Text excerpt:
══════
One of them, Flynt Leverett, a former State Department critic of the Bush administration who supports diplomatic engagement with Teheran, argues that Ahmadinejad’s alleged 62.6 percent margin of victory is “essentially indistinguishable from the 61.69 percentage he received in the second round of the 2005 presidential election, when he trounced former president Rafsanjani.” Similarly, while not discounting the possibility that the election was stolen, Deborah Campbell, a veteran Canadian journalist, urges us to remember “how strong is the conservative and rural sector in Iran (where Ahmadinejad was greeted as one of their own in the last election)” and how few journalists venture out of the wine-sipping, Facebook-watching, text-message sending confines of the capital, and of Northern Teheran, in particular, where those who inhabit the wealthy flats and villas nestled in the mountain overlooking the capital breathe, figuratively and literally, freer air.
“At moments like this,” conceded Middle East analyst Gordon Robison, (MideastAnalysis.com) who still believes that the election was probably stolen, “it is easy to forget that Teheran is not Iran.”
But a majority of those who published posts on Gulf 2000, on Andrew Sullivan’s “Daily Dish,” and on Trita Parsi’s site, the National Iranian American Council’s “Insight,” which translates many of the Iranian Facebook and Twitter feeds from Farsi into English, smelled a rat in the election outcome.
══════
Recorded data:

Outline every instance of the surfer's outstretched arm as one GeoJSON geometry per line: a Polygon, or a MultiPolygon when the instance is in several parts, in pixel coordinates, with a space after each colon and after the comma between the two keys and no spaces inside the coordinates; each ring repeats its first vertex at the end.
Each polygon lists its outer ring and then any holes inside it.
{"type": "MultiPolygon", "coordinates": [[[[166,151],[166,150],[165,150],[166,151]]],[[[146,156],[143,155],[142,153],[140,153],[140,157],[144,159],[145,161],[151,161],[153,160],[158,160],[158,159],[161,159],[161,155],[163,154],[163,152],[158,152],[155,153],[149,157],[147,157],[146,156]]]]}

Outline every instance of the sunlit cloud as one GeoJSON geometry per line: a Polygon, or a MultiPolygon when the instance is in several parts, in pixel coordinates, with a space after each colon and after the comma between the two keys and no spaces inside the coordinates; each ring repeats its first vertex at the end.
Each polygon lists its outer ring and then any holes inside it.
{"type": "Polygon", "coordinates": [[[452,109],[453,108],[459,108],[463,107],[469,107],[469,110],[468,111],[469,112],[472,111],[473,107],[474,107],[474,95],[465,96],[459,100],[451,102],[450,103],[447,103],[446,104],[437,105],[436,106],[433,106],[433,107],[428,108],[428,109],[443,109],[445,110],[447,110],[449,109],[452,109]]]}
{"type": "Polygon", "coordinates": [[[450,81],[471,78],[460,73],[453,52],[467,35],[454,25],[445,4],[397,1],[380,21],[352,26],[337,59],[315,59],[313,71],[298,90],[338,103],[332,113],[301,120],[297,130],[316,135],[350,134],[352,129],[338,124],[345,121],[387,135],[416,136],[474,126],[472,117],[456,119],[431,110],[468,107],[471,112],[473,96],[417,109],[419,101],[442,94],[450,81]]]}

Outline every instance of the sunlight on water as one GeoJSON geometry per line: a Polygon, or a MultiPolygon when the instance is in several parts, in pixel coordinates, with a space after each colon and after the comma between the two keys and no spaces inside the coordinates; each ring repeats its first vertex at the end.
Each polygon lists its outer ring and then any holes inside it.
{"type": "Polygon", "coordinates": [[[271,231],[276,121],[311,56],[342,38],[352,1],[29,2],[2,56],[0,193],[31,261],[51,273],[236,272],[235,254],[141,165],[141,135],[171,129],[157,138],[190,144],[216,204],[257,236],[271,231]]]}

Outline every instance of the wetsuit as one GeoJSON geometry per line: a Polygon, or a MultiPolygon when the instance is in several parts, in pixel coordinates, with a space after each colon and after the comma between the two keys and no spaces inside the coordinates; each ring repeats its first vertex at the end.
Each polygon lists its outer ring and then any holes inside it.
══════
Brief 1:
Rewrite the passage on Iran's presidential election between "But a majority" and "the election outcome.", inclusive, substituting "suspected fraud" for "smelled a rat".
Brief 2:
Using the passage on Iran's presidential election, answer these:
(a) According to Flynt Leverett, what percentage did Ahmadinejad receive in the second round of the 2005 presidential election?
(b) Which website is given in parentheses after Gordon Robison's name?
(c) From which language does the National Iranian American Council's "Insight" translate Iranian Facebook and Twitter feeds?
Brief 3:
How would the passage on Iran's presidential election go on after its final sentence? Continue it.

Reply 1:
But a majority of those who published posts on Gulf 2000, on Andrew Sullivan’s “Daily Dish,” and on Trita Parsi’s site, the National Iranian American Council’s “Insight,” which translates many of the Iranian Facebook and Twitter feeds from Farsi into English, suspected fraud in the election outcome.

Reply 2:
(a) 61.69 percent
(b) MideastAnalysis.com
(c) Farsi

Reply 3:
Scholars Gary Sick and Juan Cole cite several indications that the ruling clerical clique denied Mousavi and his young “green wave” supporters a hard-fought electoral victory in what amounted to a veritable political “coup d’etat,” or a palace revolution within Iran’s ruling elite. Near the polls’ closing time , Sick and Cole noted, mobile text messaging was turned off nationwide and security forces poured into the streets. Hours later, Facebook, YouTube, and other social networking systems were also blocked. Unlike previous elections, the Interior Ministry, which runs the election, failed to breakdown the vote by province, which would have helped observers assess its credibility. Moreover, the voting patterns that the government announced were identical in all parts of the country — an impossibility — Cole asserts. Writing in the New York Post, Amir Taheri noted that Ahmadinejad allegedly beat each of his three challengers in their own hometowns. Although the government was supposed to wait to examine complaints of irregularity before announcing a victor, the state-run media pronounced Ahmadinejad the winner less than two hours after the polls closed. On Saturday, Supreme Leader Ayatollah Ali Khamenei blessed that verdict by declaring Ahmadinejad’s alleged victory, ludicrously, a “divine assessment.”
Predictably, Mousavi, the defeated reformer, cried foul and urged the powerful Guardian Council to annul the results. By Sunday, a Persian Web site was reporting that Mr. Mousavi himself –- along with other reformist leaders –- was under house arrest.
While the regime has not previously hesitated to tamper with election results at the margin, what would have caused the senior clerics to panic to such an extent as to intervene so brazenly and fabricate elections results so clumsily?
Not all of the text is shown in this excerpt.